* **BRIEF**
Rewrite the data below with every instance of "Target" replaced by "Label" and everything else left unchanged. Omit the pictures from your answer.
━━ PROVIDED ENTRIES ━━
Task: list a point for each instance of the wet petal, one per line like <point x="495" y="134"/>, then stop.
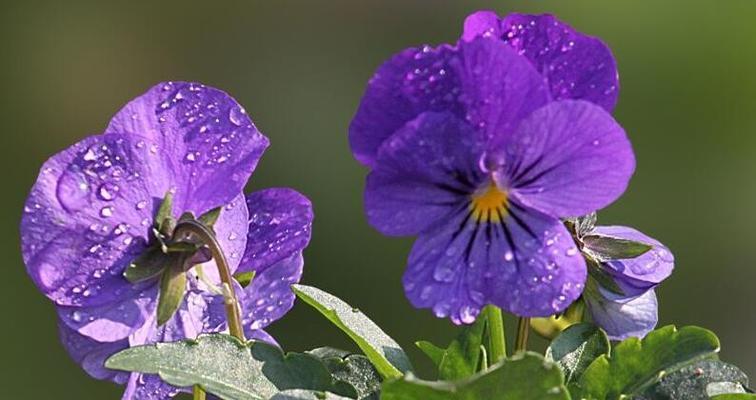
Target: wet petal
<point x="425" y="171"/>
<point x="483" y="82"/>
<point x="91" y="354"/>
<point x="575" y="65"/>
<point x="280" y="223"/>
<point x="87" y="217"/>
<point x="269" y="296"/>
<point x="637" y="275"/>
<point x="623" y="317"/>
<point x="568" y="158"/>
<point x="526" y="263"/>
<point x="112" y="321"/>
<point x="206" y="141"/>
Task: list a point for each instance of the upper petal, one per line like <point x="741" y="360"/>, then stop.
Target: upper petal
<point x="526" y="264"/>
<point x="280" y="224"/>
<point x="636" y="275"/>
<point x="568" y="158"/>
<point x="87" y="216"/>
<point x="207" y="143"/>
<point x="482" y="81"/>
<point x="426" y="170"/>
<point x="623" y="317"/>
<point x="576" y="66"/>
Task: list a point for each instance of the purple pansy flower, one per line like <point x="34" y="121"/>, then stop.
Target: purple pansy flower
<point x="92" y="211"/>
<point x="482" y="173"/>
<point x="630" y="308"/>
<point x="573" y="65"/>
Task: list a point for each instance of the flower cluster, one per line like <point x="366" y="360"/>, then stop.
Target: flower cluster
<point x="98" y="211"/>
<point x="482" y="149"/>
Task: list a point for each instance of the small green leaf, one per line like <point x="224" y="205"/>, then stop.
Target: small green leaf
━━━
* **RESPONSE FOR THIS EXERCISE**
Task: list a point for each instance of the wet petal, one per line like <point x="495" y="134"/>, then stop.
Label: wet petal
<point x="425" y="171"/>
<point x="483" y="82"/>
<point x="91" y="354"/>
<point x="575" y="65"/>
<point x="280" y="223"/>
<point x="87" y="217"/>
<point x="269" y="296"/>
<point x="637" y="275"/>
<point x="623" y="317"/>
<point x="568" y="158"/>
<point x="526" y="263"/>
<point x="112" y="321"/>
<point x="206" y="141"/>
Task: list a point for each instance of the upper petal, one per line like <point x="741" y="360"/>, then stop.
Label: upper petal
<point x="526" y="264"/>
<point x="280" y="224"/>
<point x="636" y="275"/>
<point x="568" y="158"/>
<point x="87" y="216"/>
<point x="207" y="143"/>
<point x="482" y="81"/>
<point x="426" y="170"/>
<point x="623" y="317"/>
<point x="576" y="66"/>
Task: list a point for each instance of the purple pansy flower, one per line like <point x="34" y="121"/>, then stop.
Label: purple pansy flower
<point x="92" y="211"/>
<point x="482" y="173"/>
<point x="630" y="308"/>
<point x="573" y="65"/>
Task: list a point for each instance of the flower cluster, one per line like <point x="366" y="360"/>, then stop.
Label: flower cluster
<point x="98" y="211"/>
<point x="482" y="149"/>
Task: list a point for each instance of the small green leaf, one per line like <point x="224" y="205"/>, then stop.
Label: small green leaf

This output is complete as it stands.